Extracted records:
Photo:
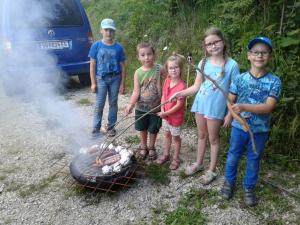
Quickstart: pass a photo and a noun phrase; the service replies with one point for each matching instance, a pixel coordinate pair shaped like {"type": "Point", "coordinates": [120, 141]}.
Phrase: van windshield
{"type": "Point", "coordinates": [45, 13]}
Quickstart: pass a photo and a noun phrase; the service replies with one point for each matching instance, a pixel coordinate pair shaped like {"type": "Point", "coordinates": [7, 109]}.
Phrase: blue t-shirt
{"type": "Point", "coordinates": [209, 101]}
{"type": "Point", "coordinates": [251, 90]}
{"type": "Point", "coordinates": [108, 57]}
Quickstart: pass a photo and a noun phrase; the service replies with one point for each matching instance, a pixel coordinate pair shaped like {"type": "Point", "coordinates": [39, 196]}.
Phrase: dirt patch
{"type": "Point", "coordinates": [36, 187]}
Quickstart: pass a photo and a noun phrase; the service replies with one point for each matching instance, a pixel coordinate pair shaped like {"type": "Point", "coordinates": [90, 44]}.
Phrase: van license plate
{"type": "Point", "coordinates": [45, 45]}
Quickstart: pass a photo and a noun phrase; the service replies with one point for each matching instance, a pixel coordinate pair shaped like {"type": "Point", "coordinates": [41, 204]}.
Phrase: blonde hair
{"type": "Point", "coordinates": [174, 58]}
{"type": "Point", "coordinates": [144, 45]}
{"type": "Point", "coordinates": [215, 31]}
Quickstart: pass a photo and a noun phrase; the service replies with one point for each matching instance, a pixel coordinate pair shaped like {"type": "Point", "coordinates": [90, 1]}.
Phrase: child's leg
{"type": "Point", "coordinates": [143, 139]}
{"type": "Point", "coordinates": [99, 104]}
{"type": "Point", "coordinates": [238, 141]}
{"type": "Point", "coordinates": [166, 151]}
{"type": "Point", "coordinates": [202, 137]}
{"type": "Point", "coordinates": [177, 146]}
{"type": "Point", "coordinates": [253, 160]}
{"type": "Point", "coordinates": [213, 127]}
{"type": "Point", "coordinates": [154, 124]}
{"type": "Point", "coordinates": [176, 161]}
{"type": "Point", "coordinates": [152, 140]}
{"type": "Point", "coordinates": [167, 143]}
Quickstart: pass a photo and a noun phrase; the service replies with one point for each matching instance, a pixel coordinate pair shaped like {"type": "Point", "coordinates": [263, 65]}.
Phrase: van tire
{"type": "Point", "coordinates": [84, 79]}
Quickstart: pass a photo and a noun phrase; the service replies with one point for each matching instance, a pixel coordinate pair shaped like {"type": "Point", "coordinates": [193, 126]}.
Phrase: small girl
{"type": "Point", "coordinates": [210, 104]}
{"type": "Point", "coordinates": [146, 95]}
{"type": "Point", "coordinates": [172, 113]}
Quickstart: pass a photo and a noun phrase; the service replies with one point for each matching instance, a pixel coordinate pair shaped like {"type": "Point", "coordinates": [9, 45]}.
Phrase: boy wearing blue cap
{"type": "Point", "coordinates": [107, 71]}
{"type": "Point", "coordinates": [255, 94]}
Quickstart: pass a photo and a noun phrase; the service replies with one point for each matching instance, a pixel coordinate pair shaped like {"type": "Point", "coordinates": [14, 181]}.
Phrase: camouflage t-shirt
{"type": "Point", "coordinates": [150, 89]}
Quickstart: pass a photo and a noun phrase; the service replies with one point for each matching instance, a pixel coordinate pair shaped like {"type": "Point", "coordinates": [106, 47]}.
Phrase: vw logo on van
{"type": "Point", "coordinates": [51, 33]}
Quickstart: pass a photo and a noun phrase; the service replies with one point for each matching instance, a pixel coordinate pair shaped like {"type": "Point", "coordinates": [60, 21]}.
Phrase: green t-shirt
{"type": "Point", "coordinates": [150, 89]}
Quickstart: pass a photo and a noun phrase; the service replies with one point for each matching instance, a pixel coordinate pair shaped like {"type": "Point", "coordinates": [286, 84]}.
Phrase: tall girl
{"type": "Point", "coordinates": [210, 104]}
{"type": "Point", "coordinates": [146, 96]}
{"type": "Point", "coordinates": [172, 113]}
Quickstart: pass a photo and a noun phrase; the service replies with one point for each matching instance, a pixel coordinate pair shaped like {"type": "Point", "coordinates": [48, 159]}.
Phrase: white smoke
{"type": "Point", "coordinates": [30, 74]}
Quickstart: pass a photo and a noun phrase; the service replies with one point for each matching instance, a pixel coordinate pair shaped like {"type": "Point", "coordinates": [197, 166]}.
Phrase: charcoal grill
{"type": "Point", "coordinates": [89, 174]}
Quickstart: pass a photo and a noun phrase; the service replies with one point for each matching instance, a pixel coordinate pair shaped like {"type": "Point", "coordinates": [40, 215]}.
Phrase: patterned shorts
{"type": "Point", "coordinates": [175, 131]}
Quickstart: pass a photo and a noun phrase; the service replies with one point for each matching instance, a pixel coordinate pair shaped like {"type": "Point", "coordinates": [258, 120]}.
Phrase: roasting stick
{"type": "Point", "coordinates": [102, 150]}
{"type": "Point", "coordinates": [240, 119]}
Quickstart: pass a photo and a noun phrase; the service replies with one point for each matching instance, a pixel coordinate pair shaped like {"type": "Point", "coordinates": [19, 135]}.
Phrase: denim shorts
{"type": "Point", "coordinates": [175, 131]}
{"type": "Point", "coordinates": [150, 122]}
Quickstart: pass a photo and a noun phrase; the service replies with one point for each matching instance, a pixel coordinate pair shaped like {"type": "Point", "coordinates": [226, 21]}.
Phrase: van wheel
{"type": "Point", "coordinates": [84, 79]}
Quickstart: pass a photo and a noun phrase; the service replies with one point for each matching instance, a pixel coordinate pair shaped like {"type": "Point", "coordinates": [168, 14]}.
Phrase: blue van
{"type": "Point", "coordinates": [59, 27]}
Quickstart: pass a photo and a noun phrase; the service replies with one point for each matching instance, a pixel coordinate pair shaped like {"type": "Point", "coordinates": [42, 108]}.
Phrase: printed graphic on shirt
{"type": "Point", "coordinates": [107, 61]}
{"type": "Point", "coordinates": [150, 93]}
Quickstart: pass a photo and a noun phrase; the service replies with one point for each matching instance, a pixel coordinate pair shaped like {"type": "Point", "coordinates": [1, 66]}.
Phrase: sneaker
{"type": "Point", "coordinates": [95, 133]}
{"type": "Point", "coordinates": [227, 190]}
{"type": "Point", "coordinates": [111, 133]}
{"type": "Point", "coordinates": [194, 168]}
{"type": "Point", "coordinates": [250, 197]}
{"type": "Point", "coordinates": [209, 177]}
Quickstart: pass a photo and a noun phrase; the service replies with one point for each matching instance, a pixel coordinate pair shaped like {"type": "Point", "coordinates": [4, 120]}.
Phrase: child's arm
{"type": "Point", "coordinates": [228, 117]}
{"type": "Point", "coordinates": [123, 78]}
{"type": "Point", "coordinates": [263, 108]}
{"type": "Point", "coordinates": [179, 104]}
{"type": "Point", "coordinates": [135, 94]}
{"type": "Point", "coordinates": [93, 75]}
{"type": "Point", "coordinates": [190, 90]}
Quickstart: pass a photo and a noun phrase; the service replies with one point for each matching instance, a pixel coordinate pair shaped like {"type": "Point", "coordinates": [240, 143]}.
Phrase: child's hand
{"type": "Point", "coordinates": [227, 121]}
{"type": "Point", "coordinates": [237, 108]}
{"type": "Point", "coordinates": [94, 88]}
{"type": "Point", "coordinates": [173, 97]}
{"type": "Point", "coordinates": [128, 109]}
{"type": "Point", "coordinates": [122, 90]}
{"type": "Point", "coordinates": [162, 115]}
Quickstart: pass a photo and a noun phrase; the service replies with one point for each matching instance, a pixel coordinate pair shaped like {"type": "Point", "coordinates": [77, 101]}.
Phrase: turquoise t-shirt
{"type": "Point", "coordinates": [252, 90]}
{"type": "Point", "coordinates": [209, 101]}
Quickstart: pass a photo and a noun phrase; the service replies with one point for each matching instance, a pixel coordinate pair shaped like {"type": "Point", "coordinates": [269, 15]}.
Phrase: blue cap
{"type": "Point", "coordinates": [260, 39]}
{"type": "Point", "coordinates": [108, 24]}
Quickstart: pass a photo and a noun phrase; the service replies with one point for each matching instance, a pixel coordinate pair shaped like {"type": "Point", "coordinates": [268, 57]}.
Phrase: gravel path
{"type": "Point", "coordinates": [35, 146]}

=== DIRECTIONS ===
Return each line from the rows above that contains the word "shorts", copied in full.

=== RESPONSE ===
Phrase: patterned shorts
Phrase: denim shorts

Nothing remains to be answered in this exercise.